**Ejercicio 1**.
¿En qué villa tunecina confiscaron el carro al joven vendedor ambulante, según el fragmento sobre la primavera árabe?
**Ejercicio 2**.
Transcribe del fragmento sobre la primavera árabe todo lo que va desde "Lo que comenzó" hasta "los Hermanos Musulmanes.".
━━━ Fragmento del texto
Este artículo fué originalmente publicado en la web de En Lucha y difundido posteriormente por la red en otros medios alternativos.
El 17 de diciembre de 2010 la oficial municipal Faid Hamdi confiscaba el carro de un joven vendedor ambulante en la recóndita villa tunecina de Sidi Bouzid. Nadie se podía imaginar cómo este hecho podía cambiar el curso de la historia. El joven, de nombre Mohamed Bouazizi, marcado con hierro por la falta de expectativas sociales y laborales, respondía a la humillación comprando una lata de gasolina y prendiéndose fuego frente a la oficina del gobernador. Aquella macabra chispa, de la que ahora se cumplen tres años, encendía la mecha de la revuelta en Túnez y ponía en marcha un levantamiento popular por la dignidad sin precedentes que sacudió el norte de África, primero, y el planeta entero, posteriormente. Los medios de comunicación occidentales, ávidos de nominalizar y encontrar medias explicaciones a toda prisa, plantaron mediáticamente el concepto de “primavera árabe”. Hoy, tres años después, es hora de valorar ese proceso todavía en marcha y que ha cambiado para siempre una región que vive con velocidades y procesos diferentes las transiciones sociales iniciadas en los respectivos países.
Lo que comenzó como un proceso popular y de base, sobre todo por inesperado y espontáneo, y que rasgaba décadas del monolítico discurso diplomático occidental en la región, dio paso a una guerra regional. Una guerra que tiene sobre todo en Egipto y Siria su tablero de juego. Pero esta se extiende también y en diversa intensidad a Libia, Túnez, Bahrein, Yemen o Sudán. En esta confrontación se encontraron dos modelos políticamente similares, económicamente calcados, pero geoestratégicamente opuestos. De un lado el viejo modelo, encabezado por las potencias pérsicas clásicas: Arabia Saudita, Emiratos Árabes y Kuwait. Por otro lado, la potencia emergente del diminuto emirato de Qatar, en alianza estratégica con el movimiento de los Hermanos Musulmanes.
━━━━━━
━━━ Conjunto de datos
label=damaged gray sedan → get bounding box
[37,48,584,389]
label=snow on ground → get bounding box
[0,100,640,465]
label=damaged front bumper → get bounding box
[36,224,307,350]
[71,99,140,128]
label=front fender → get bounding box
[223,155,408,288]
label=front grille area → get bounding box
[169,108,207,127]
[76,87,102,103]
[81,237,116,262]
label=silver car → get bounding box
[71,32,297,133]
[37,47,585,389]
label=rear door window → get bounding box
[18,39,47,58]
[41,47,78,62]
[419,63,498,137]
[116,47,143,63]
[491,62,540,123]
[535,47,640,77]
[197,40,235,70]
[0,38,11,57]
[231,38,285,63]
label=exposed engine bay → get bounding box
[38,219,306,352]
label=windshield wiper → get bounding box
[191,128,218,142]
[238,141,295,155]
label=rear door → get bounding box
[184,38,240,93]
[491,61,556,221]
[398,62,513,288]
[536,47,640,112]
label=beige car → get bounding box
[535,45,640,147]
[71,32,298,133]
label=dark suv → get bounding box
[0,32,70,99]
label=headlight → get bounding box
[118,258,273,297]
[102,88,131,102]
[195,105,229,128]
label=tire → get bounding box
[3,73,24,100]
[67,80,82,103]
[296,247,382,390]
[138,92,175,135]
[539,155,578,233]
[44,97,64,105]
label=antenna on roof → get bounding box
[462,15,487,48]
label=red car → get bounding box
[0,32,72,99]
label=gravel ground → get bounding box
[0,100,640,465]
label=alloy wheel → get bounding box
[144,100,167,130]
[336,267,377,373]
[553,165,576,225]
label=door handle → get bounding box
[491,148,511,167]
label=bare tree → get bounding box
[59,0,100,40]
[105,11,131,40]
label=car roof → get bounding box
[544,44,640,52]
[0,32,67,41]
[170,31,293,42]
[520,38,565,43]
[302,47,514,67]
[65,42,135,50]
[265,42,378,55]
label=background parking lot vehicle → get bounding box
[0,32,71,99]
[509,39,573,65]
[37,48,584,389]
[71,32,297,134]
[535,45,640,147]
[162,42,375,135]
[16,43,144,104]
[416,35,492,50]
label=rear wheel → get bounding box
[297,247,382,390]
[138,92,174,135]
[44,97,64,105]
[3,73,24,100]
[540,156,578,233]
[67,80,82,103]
━━━━━━
━━━ Conjunto de datos
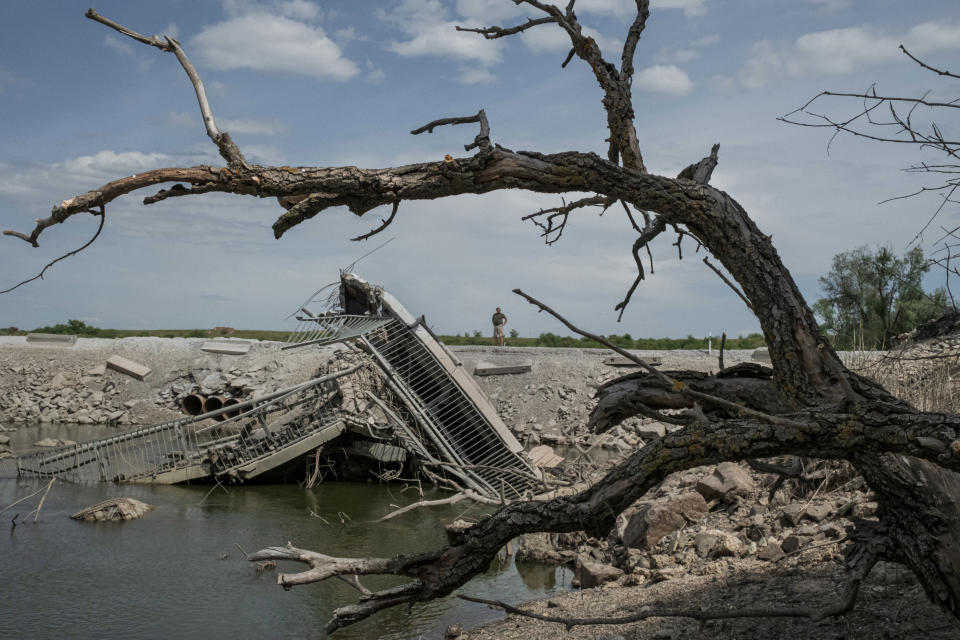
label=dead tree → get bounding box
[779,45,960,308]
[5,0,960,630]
━━━━━━
**Solución detallada 1**.
En Sidi Bouzid.

**Solución detallada 2**.
Lo que comenzó como un proceso popular y de base, sobre todo por inesperado y espontáneo, y que rasgaba décadas del monolítico discurso diplomático occidental en la región, dio paso a una guerra regional. Una guerra que tiene sobre todo en Egipto y Siria su tablero de juego. Pero esta se extiende también y en diversa intensidad a Libia, Túnez, Bahrein, Yemen o Sudán. En esta confrontación se encontraron dos modelos políticamente similares, económicamente calcados, pero geoestratégicamente opuestos. De un lado el viejo modelo, encabezado por las potencias pérsicas clásicas: Arabia Saudita, Emiratos Árabes y Kuwait. Por otro lado, la potencia emergente del diminuto emirato de Qatar, en alianza estratégica con el movimiento de los Hermanos Musulmanes.